- _Passage to read_:
* * * *

It could also be argued that the duty of a journalist does not stop from covering events that could potentially cause trauma. In line with the social responsibility of journalists to serve the public interest is their responsibility to care for themselves to effectively serve this mentioned purpose [5]. There are many self-care or self-help methods that journalists can follow to support their own mental health. Some of the key points for self-care suggested by experts from the Dart Center for Journalism and Trauma [18] are listed below:

• Journalists must open up about “possible emotional risks” of a potentially traumatic assignment with their supervisors.

• Journalists must “maintain strong social supports and peer networks”.

• Journalists must recognize why the “journalism of trauma matters” and why its “important and worthwhile”.

• Journalists must view distress as a “normal human response” and not a sign of “weakness”.

• Journalists must take breaks and acknowledge their feelings.

The Dart Center for Journalism and Trauma [18] also encourages journalists to watch out for possible manifestations of trauma or common responses to trauma which include “disorientation or ‘spacey’ feelings,” “difficulty of doing simple tasks or problem solving”, “sleeplessness”, “avoidance of the reminders of trauma,” among others. The think tank recommends that journalists facing such reactions to trauma must seek professional help. With such strategies in place, this paper argues that journalists must take part in the responsibility of taking care of their own psychological health and be made aware of the existence of trauma so as to build positive resilience and minimize its potential damage to both their personal lives and their careers.

But what if such an expectation of self-care and resiliency becomes the measure of the capabilities of a journalist? It could be argued that this expectation may actually be counterproductive in such a way that those with mental health concerns refuse to speak out in fear of being deemed incapable. If one journalist refuses to take on a potentially traumatic assignment to avoid trauma, does it make this journalist less of a journalist? If another decides to take on the assignment despite the risk of trauma, is this other journalist better than the one who refused to take on the assignment?

Such a dilemma brings us to the expectation of resilience in the field of journalism. McMahon and McLellan [5] brought this issue to focus, tackling both the negative and positive impacts of the expectation of resilience to journalists and their mental health. McMahon and McLellan [5] highlighted that the culture of expecting resilience from journalists, especially those covering potentially traumatic events like natural disasters drive journalists to “cover ‘hard-edge’ stories that may put them in harm’s way”. According to their research, some journalists have a strong sense of identity attached to their duty that allows a tendency for them to be thrill seekers [5] or adventure, experience, and sensation seekers [5].

Such a culture is recently being criticized by journalists bearing the brunt of the expectancy of resilience in the field. Mc Mahon and Mc Lellan [5] cited this excerpt from a speech by journalist Kimina Lyall in 2005 speaking at a conference after covering the 2004 Asian Tsunami. Lyall said, in traumatic events, we are dealing, by definition, with big news stories, and that means big competition. Much as we like to sanctify this to lay people, the reality is that often the greatest stress in stories like this is simply the pressure to deliver, preferably exclusives or a dramatic new angle. This pressure, often added to by the inbuilt aggressiveness of the hungriest reporters, is always delivered by the news desk.

* * * *

- _Check your understanding_:
**A.** Name each common response to trauma that the passage on journalists and trauma quotes from the Dart Center for Journalism and Trauma.
**B.** Reproduce the stretch of the passage on journalists and trauma from "Such a dilemma" through "sensation seekers [5].".

* * * *

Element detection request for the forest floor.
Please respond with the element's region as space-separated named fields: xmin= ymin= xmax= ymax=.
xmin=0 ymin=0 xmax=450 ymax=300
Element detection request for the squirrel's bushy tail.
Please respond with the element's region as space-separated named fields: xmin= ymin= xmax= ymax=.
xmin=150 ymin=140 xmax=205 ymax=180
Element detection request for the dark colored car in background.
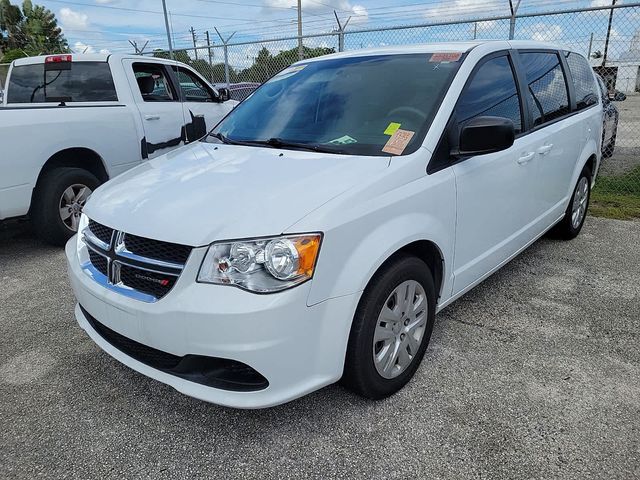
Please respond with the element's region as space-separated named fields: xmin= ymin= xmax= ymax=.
xmin=596 ymin=75 xmax=627 ymax=158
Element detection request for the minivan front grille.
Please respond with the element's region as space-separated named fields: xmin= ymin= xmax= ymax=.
xmin=81 ymin=220 xmax=192 ymax=302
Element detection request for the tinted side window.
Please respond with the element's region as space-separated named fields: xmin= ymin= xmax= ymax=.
xmin=7 ymin=62 xmax=118 ymax=103
xmin=176 ymin=67 xmax=214 ymax=102
xmin=566 ymin=52 xmax=598 ymax=110
xmin=133 ymin=63 xmax=177 ymax=102
xmin=520 ymin=52 xmax=569 ymax=127
xmin=456 ymin=56 xmax=522 ymax=133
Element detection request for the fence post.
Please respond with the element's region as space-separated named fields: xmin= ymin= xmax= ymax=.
xmin=509 ymin=0 xmax=520 ymax=40
xmin=213 ymin=27 xmax=236 ymax=88
xmin=333 ymin=10 xmax=351 ymax=52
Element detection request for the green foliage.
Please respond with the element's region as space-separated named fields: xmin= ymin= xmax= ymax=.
xmin=589 ymin=167 xmax=640 ymax=220
xmin=238 ymin=47 xmax=335 ymax=83
xmin=0 ymin=0 xmax=69 ymax=63
xmin=153 ymin=47 xmax=335 ymax=83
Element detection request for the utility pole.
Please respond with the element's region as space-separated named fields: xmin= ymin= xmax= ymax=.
xmin=298 ymin=0 xmax=304 ymax=60
xmin=162 ymin=0 xmax=173 ymax=60
xmin=189 ymin=27 xmax=198 ymax=60
xmin=207 ymin=30 xmax=213 ymax=83
xmin=333 ymin=10 xmax=351 ymax=52
xmin=602 ymin=0 xmax=616 ymax=67
xmin=509 ymin=0 xmax=520 ymax=40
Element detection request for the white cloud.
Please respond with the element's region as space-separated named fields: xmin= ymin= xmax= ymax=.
xmin=60 ymin=7 xmax=89 ymax=30
xmin=71 ymin=41 xmax=111 ymax=54
xmin=525 ymin=22 xmax=562 ymax=42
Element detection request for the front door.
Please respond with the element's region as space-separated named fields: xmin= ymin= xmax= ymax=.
xmin=173 ymin=67 xmax=235 ymax=142
xmin=453 ymin=52 xmax=537 ymax=295
xmin=125 ymin=60 xmax=186 ymax=158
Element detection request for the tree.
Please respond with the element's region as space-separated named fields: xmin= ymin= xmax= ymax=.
xmin=0 ymin=0 xmax=69 ymax=63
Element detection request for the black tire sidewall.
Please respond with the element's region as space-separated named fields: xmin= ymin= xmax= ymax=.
xmin=343 ymin=255 xmax=436 ymax=399
xmin=31 ymin=167 xmax=100 ymax=245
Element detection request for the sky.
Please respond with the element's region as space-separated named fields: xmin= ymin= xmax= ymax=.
xmin=11 ymin=0 xmax=640 ymax=63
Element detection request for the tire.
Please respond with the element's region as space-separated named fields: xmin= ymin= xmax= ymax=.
xmin=550 ymin=167 xmax=591 ymax=240
xmin=31 ymin=167 xmax=100 ymax=246
xmin=341 ymin=254 xmax=436 ymax=399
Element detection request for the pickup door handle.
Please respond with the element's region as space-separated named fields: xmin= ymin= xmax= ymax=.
xmin=538 ymin=143 xmax=553 ymax=155
xmin=518 ymin=152 xmax=536 ymax=165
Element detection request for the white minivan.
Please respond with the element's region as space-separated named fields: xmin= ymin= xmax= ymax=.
xmin=66 ymin=41 xmax=602 ymax=408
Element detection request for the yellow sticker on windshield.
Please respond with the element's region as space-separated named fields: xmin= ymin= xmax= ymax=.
xmin=382 ymin=130 xmax=415 ymax=155
xmin=384 ymin=122 xmax=400 ymax=135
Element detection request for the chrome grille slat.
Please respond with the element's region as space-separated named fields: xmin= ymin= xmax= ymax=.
xmin=81 ymin=220 xmax=192 ymax=302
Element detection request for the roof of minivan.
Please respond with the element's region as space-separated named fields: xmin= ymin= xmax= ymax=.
xmin=14 ymin=53 xmax=185 ymax=65
xmin=302 ymin=40 xmax=572 ymax=62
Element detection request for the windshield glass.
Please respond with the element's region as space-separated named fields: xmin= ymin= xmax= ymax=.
xmin=206 ymin=53 xmax=462 ymax=156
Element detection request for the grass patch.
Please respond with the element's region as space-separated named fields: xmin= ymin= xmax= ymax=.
xmin=589 ymin=166 xmax=640 ymax=220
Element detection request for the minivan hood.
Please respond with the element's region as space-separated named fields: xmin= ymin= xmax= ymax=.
xmin=85 ymin=142 xmax=389 ymax=246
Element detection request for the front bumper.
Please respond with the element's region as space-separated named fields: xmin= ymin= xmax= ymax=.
xmin=66 ymin=237 xmax=359 ymax=408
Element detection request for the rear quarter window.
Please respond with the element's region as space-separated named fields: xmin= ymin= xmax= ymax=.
xmin=7 ymin=62 xmax=118 ymax=103
xmin=565 ymin=52 xmax=598 ymax=110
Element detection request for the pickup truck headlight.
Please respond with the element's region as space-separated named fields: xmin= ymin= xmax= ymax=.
xmin=198 ymin=233 xmax=322 ymax=293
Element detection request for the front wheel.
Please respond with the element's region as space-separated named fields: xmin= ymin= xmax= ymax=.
xmin=31 ymin=167 xmax=100 ymax=245
xmin=551 ymin=167 xmax=591 ymax=240
xmin=342 ymin=254 xmax=436 ymax=399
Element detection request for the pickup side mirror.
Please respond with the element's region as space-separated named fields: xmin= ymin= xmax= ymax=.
xmin=456 ymin=117 xmax=516 ymax=156
xmin=218 ymin=87 xmax=231 ymax=102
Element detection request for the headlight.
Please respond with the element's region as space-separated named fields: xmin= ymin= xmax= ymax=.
xmin=198 ymin=233 xmax=322 ymax=293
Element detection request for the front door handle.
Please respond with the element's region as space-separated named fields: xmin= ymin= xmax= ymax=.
xmin=518 ymin=152 xmax=536 ymax=165
xmin=538 ymin=143 xmax=553 ymax=155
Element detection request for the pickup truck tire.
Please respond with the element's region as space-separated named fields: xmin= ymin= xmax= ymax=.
xmin=31 ymin=167 xmax=100 ymax=246
xmin=341 ymin=253 xmax=436 ymax=400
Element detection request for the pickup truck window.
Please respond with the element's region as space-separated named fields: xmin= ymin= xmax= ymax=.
xmin=133 ymin=63 xmax=178 ymax=102
xmin=176 ymin=67 xmax=215 ymax=102
xmin=7 ymin=62 xmax=118 ymax=103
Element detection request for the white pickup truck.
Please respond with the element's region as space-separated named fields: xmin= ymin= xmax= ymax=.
xmin=0 ymin=54 xmax=237 ymax=245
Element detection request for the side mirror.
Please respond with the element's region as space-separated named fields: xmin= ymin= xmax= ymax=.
xmin=456 ymin=117 xmax=516 ymax=156
xmin=613 ymin=90 xmax=627 ymax=102
xmin=218 ymin=87 xmax=231 ymax=102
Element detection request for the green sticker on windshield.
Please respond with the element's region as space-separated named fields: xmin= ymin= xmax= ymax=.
xmin=384 ymin=122 xmax=400 ymax=135
xmin=329 ymin=135 xmax=358 ymax=145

* * * *

- _Responses for each task_:
**A.**
- disorientation or "spacey" feelings
- difficulty of doing simple tasks or problem solving
- sleeplessness
- avoidance of the reminders of trauma

**B.**
Such a dilemma brings us to the expectation of resilience in the field of journalism. McMahon and McLellan [5] brought this issue to focus, tackling both the negative and positive impacts of the expectation of resilience to journalists and their mental health. McMahon and McLellan [5] highlighted that the culture of expecting resilience from journalists, especially those covering potentially traumatic events like natural disasters drive journalists to “cover ‘hard-edge’ stories that may put them in harm’s way”. According to their research, some journalists have a strong sense of identity attached to their duty that allows a tendency for them to be thrill seekers [5] or adventure, experience, and sensation seekers [5].